**WHAT YOU NEED TO DO:**
Quote all of the data that follows exactly as written, skipping the images.
Start of DATA PROVIDED
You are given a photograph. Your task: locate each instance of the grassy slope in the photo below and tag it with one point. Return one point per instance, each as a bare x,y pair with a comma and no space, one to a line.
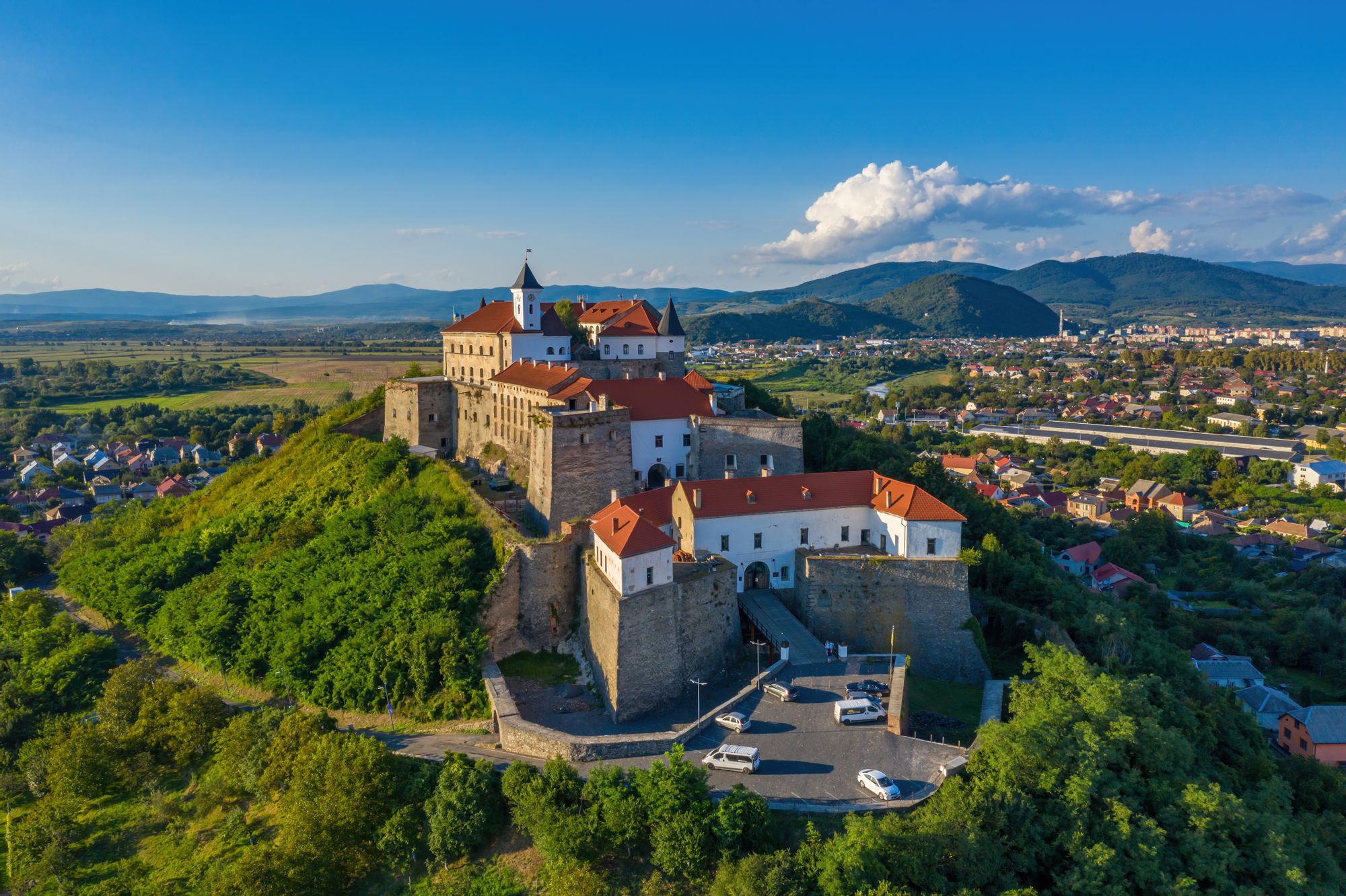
308,570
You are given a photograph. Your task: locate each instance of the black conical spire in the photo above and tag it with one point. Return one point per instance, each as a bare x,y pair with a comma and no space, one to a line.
527,281
670,325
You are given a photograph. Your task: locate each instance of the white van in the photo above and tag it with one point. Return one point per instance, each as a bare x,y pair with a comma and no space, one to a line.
734,758
850,712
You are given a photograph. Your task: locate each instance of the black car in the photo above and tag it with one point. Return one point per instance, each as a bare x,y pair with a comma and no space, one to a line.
870,687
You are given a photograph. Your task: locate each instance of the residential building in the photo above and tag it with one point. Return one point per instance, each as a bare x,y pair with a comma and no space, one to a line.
1316,733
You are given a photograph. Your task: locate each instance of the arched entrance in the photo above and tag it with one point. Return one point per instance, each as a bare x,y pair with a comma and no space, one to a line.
757,576
658,476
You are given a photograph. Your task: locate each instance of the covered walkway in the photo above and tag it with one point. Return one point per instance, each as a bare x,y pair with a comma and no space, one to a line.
777,625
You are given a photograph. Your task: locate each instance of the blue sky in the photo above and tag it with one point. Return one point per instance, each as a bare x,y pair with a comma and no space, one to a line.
291,149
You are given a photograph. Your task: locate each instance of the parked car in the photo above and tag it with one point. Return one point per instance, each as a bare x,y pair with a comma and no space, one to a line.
734,758
850,712
880,785
870,687
861,695
734,722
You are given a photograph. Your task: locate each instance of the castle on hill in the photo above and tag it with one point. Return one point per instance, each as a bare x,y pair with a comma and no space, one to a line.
583,418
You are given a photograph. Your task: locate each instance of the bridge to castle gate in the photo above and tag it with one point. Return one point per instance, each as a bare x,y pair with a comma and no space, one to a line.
777,624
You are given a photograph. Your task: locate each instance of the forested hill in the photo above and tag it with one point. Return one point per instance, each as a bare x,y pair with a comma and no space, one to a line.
328,570
937,306
870,282
956,306
1157,289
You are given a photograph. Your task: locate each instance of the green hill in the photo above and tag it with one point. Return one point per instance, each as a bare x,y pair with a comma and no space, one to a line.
326,571
956,306
872,282
807,320
1325,275
1145,287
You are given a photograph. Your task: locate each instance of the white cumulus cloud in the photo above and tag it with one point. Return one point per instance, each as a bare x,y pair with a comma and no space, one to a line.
1150,237
14,281
897,205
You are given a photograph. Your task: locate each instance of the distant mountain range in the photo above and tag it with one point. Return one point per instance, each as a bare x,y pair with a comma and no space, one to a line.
943,305
1104,291
374,302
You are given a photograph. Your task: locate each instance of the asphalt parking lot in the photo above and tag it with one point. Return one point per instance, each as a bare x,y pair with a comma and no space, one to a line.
808,757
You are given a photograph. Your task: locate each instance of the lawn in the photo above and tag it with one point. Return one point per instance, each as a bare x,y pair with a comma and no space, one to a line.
547,668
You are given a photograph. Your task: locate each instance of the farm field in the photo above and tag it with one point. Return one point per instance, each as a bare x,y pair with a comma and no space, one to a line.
316,375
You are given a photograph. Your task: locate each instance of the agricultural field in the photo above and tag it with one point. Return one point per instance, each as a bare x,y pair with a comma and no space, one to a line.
316,375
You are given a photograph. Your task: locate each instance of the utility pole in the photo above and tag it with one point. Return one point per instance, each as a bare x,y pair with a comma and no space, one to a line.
699,684
760,645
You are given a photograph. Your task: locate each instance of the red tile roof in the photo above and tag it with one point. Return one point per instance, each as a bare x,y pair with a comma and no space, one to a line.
656,507
647,399
816,492
699,383
1086,554
499,317
604,311
544,376
627,533
637,322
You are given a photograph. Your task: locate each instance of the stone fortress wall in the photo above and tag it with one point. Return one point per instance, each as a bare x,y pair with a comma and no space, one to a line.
858,601
648,646
421,411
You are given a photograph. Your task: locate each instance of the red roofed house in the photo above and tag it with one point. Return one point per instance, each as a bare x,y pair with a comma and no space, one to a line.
632,552
1082,559
1111,576
578,416
760,524
174,486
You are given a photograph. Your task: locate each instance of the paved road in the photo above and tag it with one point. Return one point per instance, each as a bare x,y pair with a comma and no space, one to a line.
808,761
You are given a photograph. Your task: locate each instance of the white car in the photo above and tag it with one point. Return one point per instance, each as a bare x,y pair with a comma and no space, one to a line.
734,722
880,785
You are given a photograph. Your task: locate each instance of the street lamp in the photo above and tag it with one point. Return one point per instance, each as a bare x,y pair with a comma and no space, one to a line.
699,684
760,645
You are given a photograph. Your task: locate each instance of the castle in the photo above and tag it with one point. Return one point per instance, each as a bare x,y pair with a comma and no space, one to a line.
581,418
674,505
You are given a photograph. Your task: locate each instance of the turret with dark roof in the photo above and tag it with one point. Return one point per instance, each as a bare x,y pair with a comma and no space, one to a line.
670,325
527,281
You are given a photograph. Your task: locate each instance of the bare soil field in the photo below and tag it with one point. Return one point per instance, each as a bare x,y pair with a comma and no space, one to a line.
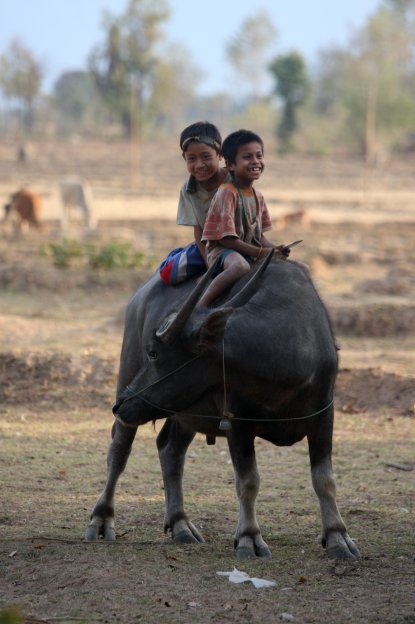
End of DATA PROVIDED
**RESULT:**
You are given a photograph. Your task: locate each instance of the grassy slope in the photo below and tag it with one point. Return one point per instance, each as a bare x,y pair with a comma and no space, one to a line.
308,570
You are given a photograph. Your task: locate each instance of the black conical spire in the photo above and tag it with one point. Return one point per instance, each as a bare x,y pair with a comma and no space, one to a line.
527,281
670,325
You are given a photograph. Your task: locate each instance of the white van in the photo above and tag it with one point. Return one point per instance, each as a bare x,y pair with a comma and no space, one to a line.
734,758
850,712
You are given a photograph. Your task: locate each instance of the black car in the photo above and tag it with one point. Return one point per instance, each as a bare x,y pair with a comma and no space, one to a line.
870,687
You are given a photograph. Your task: locate each instance of the residential building in the photo above and tag it with one point. Return one point per instance, each as a bare x,y pair with a comma and no space, one to a line.
1316,733
You are given a photograph. Your task: locate each instance of the arched entrance in the photo above and tag it with one point. Return one point per instance, each as a bare x,y pair with a comma and no space, one to a line.
757,576
658,476
You are given a photograph. Your task: locate each instance of the covered walkway in the photo above and tag it with one point. Return one point per instance, each as a bare x,y pair with a comma and no space, one to a line.
777,625
You are given a photograph. Your task: locate each instance of the blue sky in the photo above and tag it with one point. Return one point per instance, each as a bare x,y pair with a comma and no space, one to a line.
291,149
You are given a photograph. Your task: locate each instance of the parked car in the photo above and tag it with one point. Return one point per instance, each as a bare x,y pair with a comma and no space, one to a line.
734,758
850,712
880,785
870,687
861,695
734,722
You are given a photograph. Your task: locate each instance of the castle on hill in the photo above and tag it with one point. Return one point per instance, each as a bare x,y pair with a comma and no space, one to a line.
583,418
You are given a photograph. Your task: locate each instance of the bridge to castle gate in the photo above and tag it with one point. Return one point per instance, each as a bare x,y pair with a comma and no space, one to a line.
777,624
You are given a photograph. Your task: locate each instance of the forested hill in the photo above and tag it with one point. Return one point per instance, each as a bare x,y pair with a comma and no space, one to a line.
328,570
937,306
870,282
956,306
1157,289
You are given a photograph. Your task: locate each instance of the green hill in the photo above and tag it with one point. Return one point per instance, each as a bare x,y pair with a comma and no space, one to a line.
326,571
956,306
872,282
807,320
1325,275
1145,287
You are given a photograph. Your task: locate each instance of the white cumulus cloud in the photo above and tag it with one point. Return one point per instance, each as a bare x,y pair with a comma and no space, one to a line.
1150,237
14,281
897,205
You are given a photograph. Your task: locate each instance of the distant mountain range in the photo above and tag it with one point. Return one point per instance, each as a bare x,y pair with a comma and no space, one to a line.
943,305
1104,291
374,302
You are given a photograph. Your task: locate each instance of the asphalt parking lot in the photo above and tag it with one point. Return one point per instance, each as a bare x,y pair with a comma and no space, one to a line.
808,757
You are given a photograph. Your task: locate each instance of the lawn in the photo above and tag it with one point. Return one point per instance, each as a bare x,y pair with a comma and no space, one to a line.
547,668
You are given a photograph. Your task: locate each instance of the farm field in the photo above and tag it with one point. Return one point per instance, each as a bare x,y pair with a comma and no space, one to a line.
316,375
You are given a photograph. Your task: locate each instance of the agricultural field in the photo above and tag it with one point. Return one point per instance, each as a bare x,y pair with a comma and no space, one to a line.
316,375
You are given a photograph. Your task: locate each instance of the utility pole in the photo above and tag it with one point. Return one point per instance, each as a bare x,y pair with a comma and no space, one to a line.
699,684
760,645
You are given a photograph. Your task: locate each instance of the red tile roof in the photo above and tag it with one point. Return one point per instance, each as a bare x,y pair with a comma and no space, one to a line.
656,507
647,399
816,492
699,383
1086,554
499,317
604,311
544,376
627,533
637,322
You are given a photograph. Your task: locate each instance of the stone fortress wall in the photo above and tag it with one point. Return one point per instance, each as a bare x,y pair with a comma and no space, one to a line.
858,601
648,646
421,411
You are given a photograph. Your task: locate each instance of the red roofed house in the photo above and tag it with one point. Return one point per instance, each as a bare x,y pair with a comma and no space, one to a line.
632,552
1082,559
1111,576
578,416
760,524
174,486
You are given a photograph. Your task: locate each instance of the paved road in the photo above and tag it with one point. Return one point per instance, each as a bare x,y pair with a comma and no space, one to a line.
808,761
You are given a photograph. Your task: locate each instance of the white car in the photo above and tag it with one point. Return one point per instance, each as a bare x,y pair with a comma and no space, one to a line.
734,722
880,785
You are given a photograph. Your task: locate each instance of the street lamp in the photo above and tag it with one point. Return one point per instance, each as a bare x,y pair with a comma and no space, one to a line.
699,684
760,645
You are given a photograph. Your task: locate each instance of the castle in the photo above and tag it with one point. Return one point per instance, each as a bare x,y pair with a comma and no space, one to a line.
581,418
674,505
You are given a photograph. Your task: locate each instance of the turret with dark roof in the photo above and tag it with one point. Return one point per instance, each as a bare x,y pair with a comma and no space, one to a line.
670,325
527,281
You are given a photograph. Your task: locate each instance of the bare soil field in the photo below and tag it with one point. Return one point per instance, each as a bare x,y pair with a comma and no space, one to a line.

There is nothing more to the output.